Connecting Across Differences (Episode 1): Making Observations


Connecting Across Differences is a new podcast by Dian Killian, PhD of Work Collaboratively about having greater empathy for yourself and others, and how to hear others more deeply and make sure that you’ve been heard.

Listen to episode 1 below:

In the first episode, Dian focuses on key principles from her book, Urban Empathy, that can make a difference for you in your life and in your relationships. Urban Empathy is a book of illustrated actual verbatim stories set in New York City that show how outcomes can be radically different when we learn to listen deeply to others.

This episode highlights the importance of making “clean” and clear observations when talking to others, especially when we’re wanting to discuss a concern with them. To illustrate making clean and clear observations, Dian uses the story “The Shower Curtain Saga” from her book Urban Empathy as an example. If you have a copy of Urban Empathy, you can follow along on page 20.

Observations- How they can they help you avoid confusion and conflict?

In the story, Dian decides to be vulnerable and makes a request of her partner to be mindful of leaving the shower curtain  “open” after taking a shower. Her partner agrees and Dian views the conversation as a success. That is, until the next time her partner takes a shower and leaves the shower curtain crumpled up in the same position that was earlier frustrating Dian. After a few more recurrences, Dian starts to think that her partner doesn’t love her enough to follow through with her request and starts to get pretty upset. The next time Dian confronts her partner about the shower curtain, it’s more volatile than vulnerable. Dian’s partner is caught off guard saying,  “What do you mean?? I’ve been opening it! Just like you said. Open like a door. See? You can pass through.” It was in that moment that Dian realized that her partner had a completely different understandings of what it meant to leave the shower curtain open and that she hadn’t made a clear request– or given a clear observation, when asking that she leave it “open.” To Dian, “open” meant that the curtain was fully spread out so it could dry. To her partner, “open” meant, scrunched up to the side so that air could flow into the shower stall. What Dian could have said to be as clear as possible is something like, “Can you extend the shower curtain like it’s an accordion so that you can’t see into the shower stall. This way the shower curtain will have air contact and will be able to dry out.” Dian realizes from this experience that the word “open” can mean different things to different people. Arguments often start over something this simple because we *think* we’re making it really clear and the other person agrees but we’re actually thinking about two different things at the same time.

● Records provided
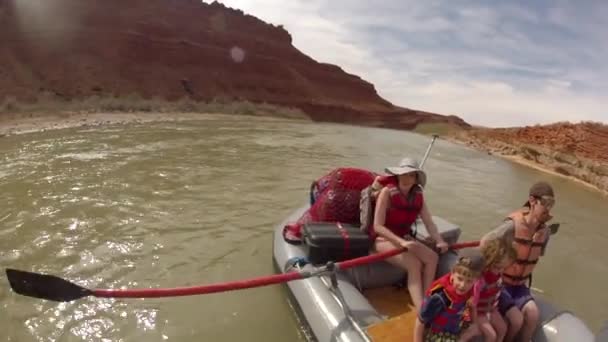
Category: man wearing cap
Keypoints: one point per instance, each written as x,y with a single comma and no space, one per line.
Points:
526,229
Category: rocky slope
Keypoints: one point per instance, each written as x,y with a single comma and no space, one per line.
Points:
576,150
170,49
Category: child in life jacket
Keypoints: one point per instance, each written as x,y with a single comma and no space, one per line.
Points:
497,254
441,317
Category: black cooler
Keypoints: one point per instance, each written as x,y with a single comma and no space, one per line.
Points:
333,241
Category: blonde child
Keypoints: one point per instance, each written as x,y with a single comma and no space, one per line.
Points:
498,254
440,318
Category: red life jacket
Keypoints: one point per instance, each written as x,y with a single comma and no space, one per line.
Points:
450,319
490,291
402,211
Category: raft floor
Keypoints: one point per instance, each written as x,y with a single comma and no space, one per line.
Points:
395,303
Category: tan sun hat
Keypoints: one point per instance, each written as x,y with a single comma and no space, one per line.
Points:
408,165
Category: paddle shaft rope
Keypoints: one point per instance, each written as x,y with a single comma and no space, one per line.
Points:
255,282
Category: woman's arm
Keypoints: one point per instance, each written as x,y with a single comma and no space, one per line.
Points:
380,218
418,331
427,219
505,232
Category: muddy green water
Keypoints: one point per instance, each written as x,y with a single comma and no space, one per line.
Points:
172,204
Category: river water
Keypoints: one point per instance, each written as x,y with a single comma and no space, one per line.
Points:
171,204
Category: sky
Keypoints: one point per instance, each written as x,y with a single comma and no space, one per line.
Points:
492,63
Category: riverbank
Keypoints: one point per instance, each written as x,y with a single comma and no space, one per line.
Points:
17,118
588,172
585,171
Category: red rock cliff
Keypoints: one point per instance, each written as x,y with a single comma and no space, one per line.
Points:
176,48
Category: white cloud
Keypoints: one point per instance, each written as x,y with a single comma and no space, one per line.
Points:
509,65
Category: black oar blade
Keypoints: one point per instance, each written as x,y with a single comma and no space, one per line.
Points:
45,286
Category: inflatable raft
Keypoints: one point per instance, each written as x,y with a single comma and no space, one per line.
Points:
367,302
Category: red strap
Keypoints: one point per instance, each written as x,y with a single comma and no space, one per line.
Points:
346,239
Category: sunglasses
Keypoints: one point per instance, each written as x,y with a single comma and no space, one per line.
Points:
546,201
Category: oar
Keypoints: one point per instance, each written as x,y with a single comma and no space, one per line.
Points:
54,288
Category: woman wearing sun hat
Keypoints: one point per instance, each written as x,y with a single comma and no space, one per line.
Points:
398,205
526,229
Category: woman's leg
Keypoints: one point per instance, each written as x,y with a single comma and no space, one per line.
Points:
531,315
470,332
486,328
429,259
516,319
499,325
408,262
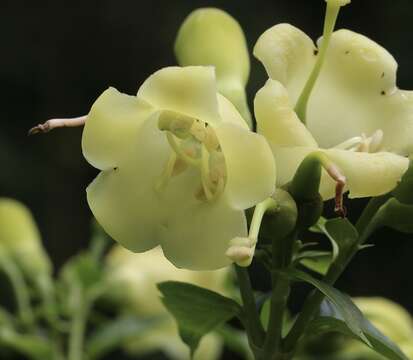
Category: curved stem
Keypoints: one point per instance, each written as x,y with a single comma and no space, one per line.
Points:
20,290
315,299
254,327
329,23
281,257
78,326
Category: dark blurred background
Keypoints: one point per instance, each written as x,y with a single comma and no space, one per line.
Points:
57,56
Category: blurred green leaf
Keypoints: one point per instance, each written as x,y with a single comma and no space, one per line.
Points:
349,312
31,346
197,311
330,320
115,333
395,215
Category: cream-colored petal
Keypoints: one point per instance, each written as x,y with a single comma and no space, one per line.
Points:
276,119
367,174
249,164
229,113
288,56
192,233
123,199
111,127
197,234
190,90
357,93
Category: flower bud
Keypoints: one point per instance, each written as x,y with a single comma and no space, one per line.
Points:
132,279
20,239
212,37
278,223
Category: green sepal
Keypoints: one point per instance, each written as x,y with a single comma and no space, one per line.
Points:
281,221
196,310
116,333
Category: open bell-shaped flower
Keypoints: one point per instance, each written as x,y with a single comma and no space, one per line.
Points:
355,113
179,166
132,280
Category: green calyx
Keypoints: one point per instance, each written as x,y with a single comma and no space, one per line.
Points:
304,189
281,220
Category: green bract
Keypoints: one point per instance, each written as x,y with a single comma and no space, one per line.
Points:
179,166
212,37
20,239
355,112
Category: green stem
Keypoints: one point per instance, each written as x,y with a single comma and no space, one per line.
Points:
329,23
315,299
20,290
253,324
281,256
78,326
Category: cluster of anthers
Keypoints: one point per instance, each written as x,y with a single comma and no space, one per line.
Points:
193,143
363,143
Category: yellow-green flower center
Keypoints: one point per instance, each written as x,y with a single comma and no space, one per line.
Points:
193,143
363,143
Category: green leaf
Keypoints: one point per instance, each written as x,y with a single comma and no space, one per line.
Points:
116,333
349,312
319,264
34,347
197,311
393,214
330,320
341,233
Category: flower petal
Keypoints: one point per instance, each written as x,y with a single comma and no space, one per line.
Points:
359,77
190,90
355,93
111,126
367,174
287,54
249,165
229,113
197,234
123,199
276,119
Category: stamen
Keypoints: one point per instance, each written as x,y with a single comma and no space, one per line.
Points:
167,173
340,180
58,123
180,153
176,123
333,8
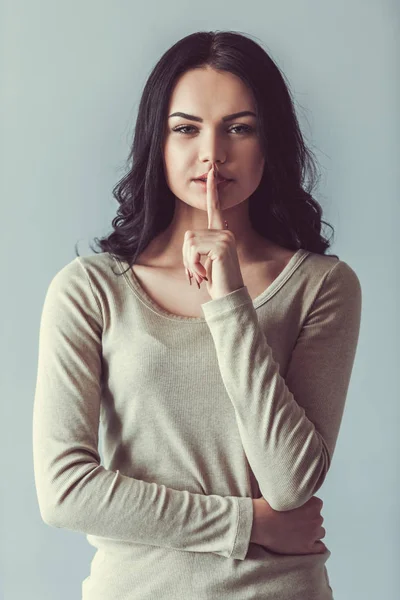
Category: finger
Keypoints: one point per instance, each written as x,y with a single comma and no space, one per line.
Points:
215,217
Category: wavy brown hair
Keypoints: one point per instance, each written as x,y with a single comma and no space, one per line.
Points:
282,207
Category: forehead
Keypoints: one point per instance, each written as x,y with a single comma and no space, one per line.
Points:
205,89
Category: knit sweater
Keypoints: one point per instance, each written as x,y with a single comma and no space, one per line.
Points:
198,416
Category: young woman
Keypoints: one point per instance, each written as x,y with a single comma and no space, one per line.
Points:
221,402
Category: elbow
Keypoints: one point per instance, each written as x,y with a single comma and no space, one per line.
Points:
299,491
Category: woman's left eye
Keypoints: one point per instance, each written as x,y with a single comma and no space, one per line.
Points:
245,128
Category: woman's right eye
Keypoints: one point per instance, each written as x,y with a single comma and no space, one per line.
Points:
179,129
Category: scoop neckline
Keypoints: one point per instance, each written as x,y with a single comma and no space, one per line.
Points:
270,291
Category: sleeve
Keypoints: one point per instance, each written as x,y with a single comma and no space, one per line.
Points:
289,427
74,490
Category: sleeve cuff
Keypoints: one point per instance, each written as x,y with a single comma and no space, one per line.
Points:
213,308
244,527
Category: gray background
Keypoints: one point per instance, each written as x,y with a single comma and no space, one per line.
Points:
71,78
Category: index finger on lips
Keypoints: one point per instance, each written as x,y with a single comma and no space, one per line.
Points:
215,218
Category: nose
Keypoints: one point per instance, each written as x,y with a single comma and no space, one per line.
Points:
212,150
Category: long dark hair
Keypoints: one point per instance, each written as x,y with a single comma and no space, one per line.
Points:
281,209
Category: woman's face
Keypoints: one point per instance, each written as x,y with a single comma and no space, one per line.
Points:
234,145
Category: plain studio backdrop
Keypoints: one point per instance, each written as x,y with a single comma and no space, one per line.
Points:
71,77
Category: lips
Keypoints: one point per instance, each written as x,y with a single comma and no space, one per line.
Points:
219,178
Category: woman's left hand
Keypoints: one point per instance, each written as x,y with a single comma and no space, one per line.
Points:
221,267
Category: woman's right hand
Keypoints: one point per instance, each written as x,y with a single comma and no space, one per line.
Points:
296,531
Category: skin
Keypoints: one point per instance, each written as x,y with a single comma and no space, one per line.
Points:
211,95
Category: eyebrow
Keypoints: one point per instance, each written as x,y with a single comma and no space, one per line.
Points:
243,113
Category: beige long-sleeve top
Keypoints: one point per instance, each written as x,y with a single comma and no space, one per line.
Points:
199,416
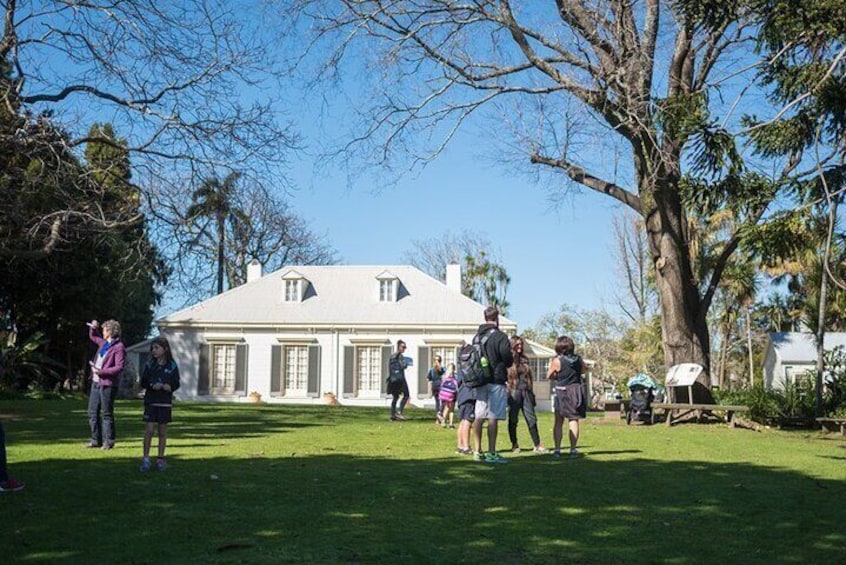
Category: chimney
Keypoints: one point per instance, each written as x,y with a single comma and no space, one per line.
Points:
253,271
454,277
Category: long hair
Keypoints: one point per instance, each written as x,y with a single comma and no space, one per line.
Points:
520,359
114,327
164,344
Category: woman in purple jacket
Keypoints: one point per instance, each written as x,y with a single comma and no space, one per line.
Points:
106,367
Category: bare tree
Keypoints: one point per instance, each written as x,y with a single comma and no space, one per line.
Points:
638,299
483,277
433,255
642,71
165,75
257,224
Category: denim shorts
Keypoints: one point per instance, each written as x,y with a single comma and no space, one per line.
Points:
158,414
570,402
491,402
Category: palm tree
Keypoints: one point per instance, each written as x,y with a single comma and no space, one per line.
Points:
214,201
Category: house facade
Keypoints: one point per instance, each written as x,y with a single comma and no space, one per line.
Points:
303,331
792,356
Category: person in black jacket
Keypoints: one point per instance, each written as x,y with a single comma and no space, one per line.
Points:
566,371
159,380
492,398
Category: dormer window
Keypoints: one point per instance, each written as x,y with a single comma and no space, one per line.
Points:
388,287
292,290
387,290
295,286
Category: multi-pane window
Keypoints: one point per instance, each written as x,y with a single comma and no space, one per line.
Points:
447,355
296,369
539,365
223,369
386,290
292,290
369,371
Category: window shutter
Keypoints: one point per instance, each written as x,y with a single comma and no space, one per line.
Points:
423,354
313,371
276,387
241,369
386,357
203,371
349,371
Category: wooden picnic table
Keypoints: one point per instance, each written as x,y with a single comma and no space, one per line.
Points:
674,411
832,424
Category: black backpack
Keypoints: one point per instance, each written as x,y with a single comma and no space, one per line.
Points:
473,366
396,370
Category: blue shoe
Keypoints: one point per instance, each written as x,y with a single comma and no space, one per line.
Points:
495,458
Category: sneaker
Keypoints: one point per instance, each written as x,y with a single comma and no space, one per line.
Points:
495,457
11,485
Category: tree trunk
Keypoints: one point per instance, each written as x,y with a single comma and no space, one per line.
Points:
684,327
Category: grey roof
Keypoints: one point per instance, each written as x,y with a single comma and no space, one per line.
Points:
337,295
796,347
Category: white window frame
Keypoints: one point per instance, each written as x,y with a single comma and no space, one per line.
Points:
446,353
223,368
293,290
295,369
387,290
368,371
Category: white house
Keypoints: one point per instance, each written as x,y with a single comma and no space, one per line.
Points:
793,355
303,331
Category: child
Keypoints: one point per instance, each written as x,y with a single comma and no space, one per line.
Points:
449,388
7,483
465,398
159,380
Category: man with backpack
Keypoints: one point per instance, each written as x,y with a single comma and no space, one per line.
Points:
397,385
491,397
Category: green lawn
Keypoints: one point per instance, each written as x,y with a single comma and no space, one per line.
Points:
261,484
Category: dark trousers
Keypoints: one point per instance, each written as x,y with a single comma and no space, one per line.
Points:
4,472
517,401
397,389
101,414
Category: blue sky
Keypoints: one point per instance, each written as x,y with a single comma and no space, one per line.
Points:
554,253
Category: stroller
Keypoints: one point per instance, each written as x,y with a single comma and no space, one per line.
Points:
643,391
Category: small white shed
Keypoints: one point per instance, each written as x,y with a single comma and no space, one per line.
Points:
791,356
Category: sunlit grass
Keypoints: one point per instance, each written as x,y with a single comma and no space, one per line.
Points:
277,484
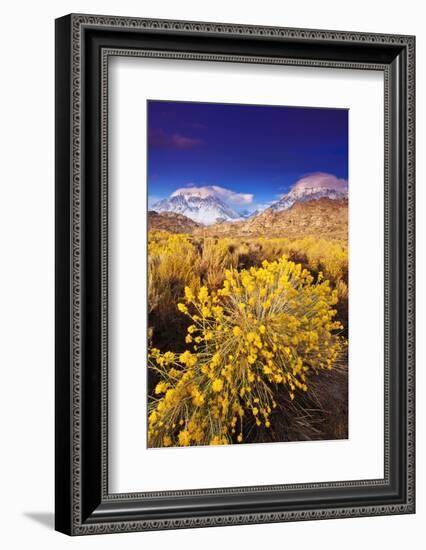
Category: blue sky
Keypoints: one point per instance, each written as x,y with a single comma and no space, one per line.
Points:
252,149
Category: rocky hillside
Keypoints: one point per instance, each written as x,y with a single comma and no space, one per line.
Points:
323,217
171,221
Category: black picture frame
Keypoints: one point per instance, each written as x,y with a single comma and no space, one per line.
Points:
83,46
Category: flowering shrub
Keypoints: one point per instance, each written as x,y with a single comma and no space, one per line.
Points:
266,328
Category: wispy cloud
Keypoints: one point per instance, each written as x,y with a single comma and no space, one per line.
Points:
160,139
226,195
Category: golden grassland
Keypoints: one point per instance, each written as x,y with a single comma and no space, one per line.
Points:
247,339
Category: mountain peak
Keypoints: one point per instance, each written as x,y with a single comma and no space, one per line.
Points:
197,204
313,187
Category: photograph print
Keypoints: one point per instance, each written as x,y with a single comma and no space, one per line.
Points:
247,274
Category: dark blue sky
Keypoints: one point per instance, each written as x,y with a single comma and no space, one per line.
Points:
256,149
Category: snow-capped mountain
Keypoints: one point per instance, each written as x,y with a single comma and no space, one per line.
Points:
202,208
313,187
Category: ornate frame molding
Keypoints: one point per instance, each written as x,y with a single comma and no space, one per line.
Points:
72,516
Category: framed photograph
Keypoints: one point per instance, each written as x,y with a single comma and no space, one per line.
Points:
234,274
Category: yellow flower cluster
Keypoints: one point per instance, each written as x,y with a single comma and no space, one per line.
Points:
265,328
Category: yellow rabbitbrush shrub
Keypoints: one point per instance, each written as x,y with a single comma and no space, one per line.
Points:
265,328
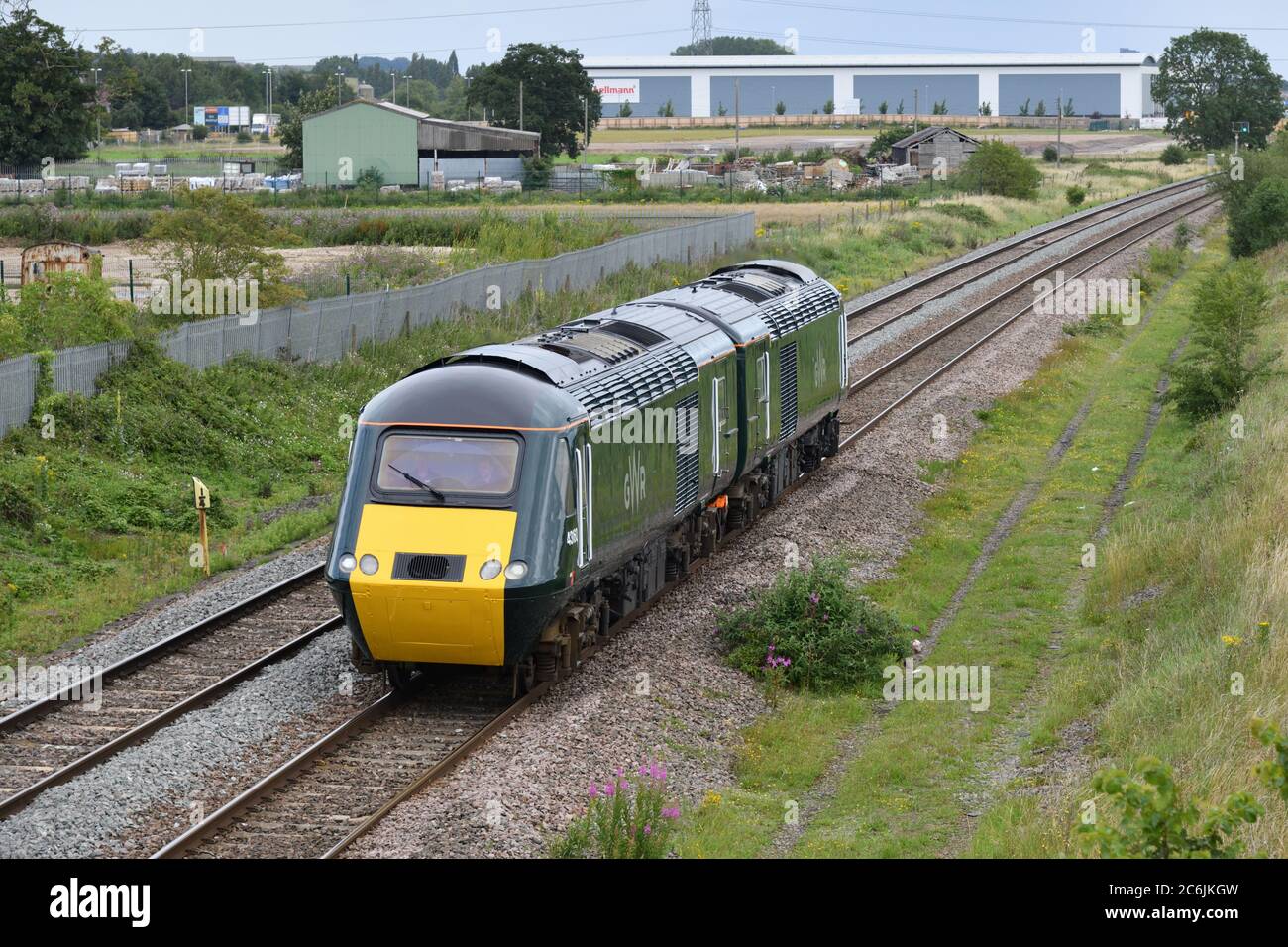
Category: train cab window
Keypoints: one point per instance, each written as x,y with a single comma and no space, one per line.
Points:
563,475
437,463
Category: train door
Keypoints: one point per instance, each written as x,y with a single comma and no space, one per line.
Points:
584,499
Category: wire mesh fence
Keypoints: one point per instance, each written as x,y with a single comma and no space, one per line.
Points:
325,330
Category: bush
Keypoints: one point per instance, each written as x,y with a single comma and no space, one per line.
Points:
1173,155
1155,823
997,167
1261,221
625,818
1222,363
829,637
965,211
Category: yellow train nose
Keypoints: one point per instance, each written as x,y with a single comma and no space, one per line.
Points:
425,600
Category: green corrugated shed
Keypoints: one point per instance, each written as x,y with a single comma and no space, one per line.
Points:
359,136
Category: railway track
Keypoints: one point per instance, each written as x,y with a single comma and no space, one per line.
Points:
909,298
336,789
50,741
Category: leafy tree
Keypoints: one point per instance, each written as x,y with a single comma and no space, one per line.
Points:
218,236
997,167
554,90
735,46
1222,361
1157,823
291,129
1207,80
46,103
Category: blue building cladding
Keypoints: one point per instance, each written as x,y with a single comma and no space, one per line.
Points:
655,93
961,91
759,94
1087,91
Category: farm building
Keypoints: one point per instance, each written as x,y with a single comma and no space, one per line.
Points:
407,147
921,149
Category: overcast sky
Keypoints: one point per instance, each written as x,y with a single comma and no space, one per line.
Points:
303,31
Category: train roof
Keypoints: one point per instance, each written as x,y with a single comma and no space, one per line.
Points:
640,350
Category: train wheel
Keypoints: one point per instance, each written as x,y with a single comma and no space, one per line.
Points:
402,676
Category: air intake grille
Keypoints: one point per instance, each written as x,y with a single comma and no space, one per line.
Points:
789,313
787,389
686,453
429,567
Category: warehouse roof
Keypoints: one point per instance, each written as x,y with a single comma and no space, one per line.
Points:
451,136
815,62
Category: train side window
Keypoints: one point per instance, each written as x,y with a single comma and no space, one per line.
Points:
563,475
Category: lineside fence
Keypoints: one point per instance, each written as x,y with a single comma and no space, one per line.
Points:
325,330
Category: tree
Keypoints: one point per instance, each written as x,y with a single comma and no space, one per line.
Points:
1222,361
997,167
46,103
217,236
555,91
1207,80
292,125
735,46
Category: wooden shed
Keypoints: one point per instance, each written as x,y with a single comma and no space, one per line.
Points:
921,149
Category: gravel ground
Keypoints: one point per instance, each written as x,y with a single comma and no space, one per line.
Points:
193,764
172,613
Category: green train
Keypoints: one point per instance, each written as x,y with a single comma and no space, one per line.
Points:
510,504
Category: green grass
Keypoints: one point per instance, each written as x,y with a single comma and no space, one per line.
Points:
902,792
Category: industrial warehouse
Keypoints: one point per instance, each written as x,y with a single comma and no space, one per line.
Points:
1087,84
410,149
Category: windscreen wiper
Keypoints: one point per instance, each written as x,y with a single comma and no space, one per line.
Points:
437,493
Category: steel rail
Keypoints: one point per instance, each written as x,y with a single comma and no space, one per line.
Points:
910,393
1146,196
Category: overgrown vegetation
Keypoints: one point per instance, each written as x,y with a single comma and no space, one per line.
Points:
625,817
997,167
814,630
1224,360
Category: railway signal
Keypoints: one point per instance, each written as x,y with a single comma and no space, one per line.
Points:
201,499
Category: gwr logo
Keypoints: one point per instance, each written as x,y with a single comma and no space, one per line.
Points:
632,488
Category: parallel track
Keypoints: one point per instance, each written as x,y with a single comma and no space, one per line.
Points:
50,741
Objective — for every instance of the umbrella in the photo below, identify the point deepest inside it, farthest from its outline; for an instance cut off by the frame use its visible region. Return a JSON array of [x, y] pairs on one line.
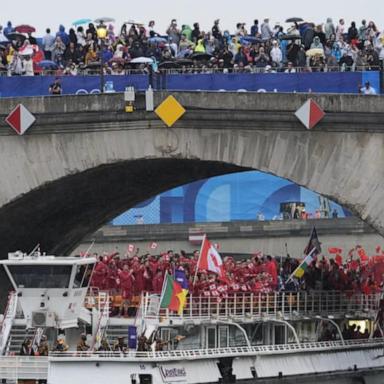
[[294, 20], [25, 28], [156, 40], [169, 65], [184, 62], [251, 39], [94, 64], [16, 36], [118, 60], [26, 51], [102, 20], [201, 56], [290, 37], [133, 22], [81, 22], [47, 64], [142, 60], [315, 52]]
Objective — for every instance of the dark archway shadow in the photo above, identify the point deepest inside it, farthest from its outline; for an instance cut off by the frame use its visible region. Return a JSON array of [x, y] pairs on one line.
[[60, 214]]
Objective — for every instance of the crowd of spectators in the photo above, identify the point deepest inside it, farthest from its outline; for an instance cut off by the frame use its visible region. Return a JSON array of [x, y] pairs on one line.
[[130, 275], [263, 47]]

● Task details
Could you go on with the podcast episode text about clear observations, starting after its last sentence? The material after the podcast text can be left aside.

● Exercise result
“Observation free of judgment is one of the highest forms of human intelligence.”

– Krishnamurti (Indian Philosopher)


How do you come up with an observation?

There are a few key elements in coming up with an observation, so that it is free of evaluation or judgment. To come up with a clear observation, we want to just know the facts. If you imagine you have a camcorder, what would the camcorder record? What would actually be in that video camera footage? That will give you the observation.

If you listen to the first episode of the Connecting Across Differences podcast, Dian uses another example of forming a clear observation by using a trick called PLATO. You can listen to the episode by pressing play on the player at the top of this blog post.

Why is it so important to keep evaluation or judgment out of your observation?

Well, do YOU like hearing judgments from other people? For example, if someone were to say to you “Geez you’re always so difficult!” How much space would you really have to hear their concern? If we can instead share with the person what we’ve actually observed it’s going to be far easier for them to hear our concerns.

Usually when we have a judgment, we’re generalizing using adverbs like “always”, “never”, “too much”, “often”.

“You’re always late.” Is a common observation you hear. That is considered an evaluation rather than an observation. In this case, what would be captured in the camcorder? The camcorder shows us this observation: The last 4 times you’ve meet with this person, they’ve arrived within 10-20 minutes after the time you initially agreed to meet.

While it still may be challenging for the other person to hear an observation, it’s going to be a lot easier for them to hear an observation free of judgment rather than hearing “UGH! You’re ALWAYS late!”

People pay attention to our tone of voice and body language just as closely to the words we’re using. Our tone of voice and body language really communicates a lot about our intention and how we’re feeling about the situation.

See if you can self connect sufficiently before communicating your concerns with someone else so that if you are angry or upset, you’re self-connected enough that you can be in choice about how you present your concern with the other person and hopefully present it in a neutral way that is open, and has some relaxation to it so the other person can hear your concern as easily as possible.


It’s really easy for us to globalize when we’re upset, angry, blaming someone else. Globalizing is when we make generalizations—using words like “always” and “never” or “everyone” or “all the time.” Observations help create shared realities with people that we’re speaking with and make our feedback specific to what’s happening right now. They can also help us gain perspective on a situation.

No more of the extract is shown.